- _The exercise_: Rewrite everything from the line containing "job: police car roof light bar" down to the end of the rows below, requests included, and offset every coordinate in the answers by -78.

[Object outline annotations]
++++++

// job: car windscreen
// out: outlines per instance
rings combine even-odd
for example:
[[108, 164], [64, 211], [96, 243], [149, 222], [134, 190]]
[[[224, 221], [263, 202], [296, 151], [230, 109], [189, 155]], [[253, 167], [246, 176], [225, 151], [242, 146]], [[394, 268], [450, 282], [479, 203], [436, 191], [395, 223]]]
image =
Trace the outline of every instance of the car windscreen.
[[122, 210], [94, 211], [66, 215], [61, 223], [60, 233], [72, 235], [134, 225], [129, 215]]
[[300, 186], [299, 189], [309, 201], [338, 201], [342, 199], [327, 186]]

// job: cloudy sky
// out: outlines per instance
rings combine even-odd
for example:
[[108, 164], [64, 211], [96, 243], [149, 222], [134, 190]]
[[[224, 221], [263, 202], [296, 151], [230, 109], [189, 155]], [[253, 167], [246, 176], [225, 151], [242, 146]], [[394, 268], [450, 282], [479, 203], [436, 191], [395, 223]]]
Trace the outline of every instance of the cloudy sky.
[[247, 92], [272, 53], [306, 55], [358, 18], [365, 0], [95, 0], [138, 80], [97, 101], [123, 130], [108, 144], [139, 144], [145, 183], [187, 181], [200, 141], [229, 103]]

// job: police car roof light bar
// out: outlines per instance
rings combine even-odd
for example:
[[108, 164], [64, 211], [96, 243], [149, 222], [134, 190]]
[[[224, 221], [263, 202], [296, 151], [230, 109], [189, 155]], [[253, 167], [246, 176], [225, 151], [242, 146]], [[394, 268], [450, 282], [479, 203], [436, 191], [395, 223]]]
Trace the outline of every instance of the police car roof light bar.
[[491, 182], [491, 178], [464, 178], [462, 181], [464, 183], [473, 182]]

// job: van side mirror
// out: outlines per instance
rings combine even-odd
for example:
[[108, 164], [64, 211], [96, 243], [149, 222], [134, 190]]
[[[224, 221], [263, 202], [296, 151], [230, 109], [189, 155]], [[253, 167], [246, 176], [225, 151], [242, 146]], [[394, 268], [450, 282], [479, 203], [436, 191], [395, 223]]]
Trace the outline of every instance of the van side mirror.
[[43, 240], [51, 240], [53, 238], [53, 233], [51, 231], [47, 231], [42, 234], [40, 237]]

++++++

- _Response for this exercise_:
// job: police car roof light bar
// out: outlines per instance
rings combine even-odd
for example:
[[108, 164], [64, 211], [96, 243], [149, 222], [134, 190]]
[[[224, 221], [263, 202], [296, 151], [230, 109], [189, 155]], [[253, 167], [246, 176], [225, 151], [242, 146]], [[394, 268], [450, 282], [479, 203], [436, 191], [395, 223]]]
Trace the outline of every instance of the police car roof light bar.
[[413, 104], [413, 100], [386, 100], [384, 103], [386, 105], [395, 104]]

// job: van side mirror
// out: outlines per instance
rings combine even-odd
for example:
[[108, 164], [64, 211], [96, 243], [149, 222], [134, 190]]
[[[224, 221], [263, 202], [296, 151], [230, 109], [189, 155]], [[253, 167], [246, 176], [225, 151], [242, 146]], [[394, 268], [450, 282], [479, 203], [436, 191], [395, 223]]]
Trace the outline of every instance of the van side mirror.
[[-35, 162], [-27, 162], [-25, 160], [-25, 155], [-27, 153], [-31, 153], [-36, 156], [-38, 159]]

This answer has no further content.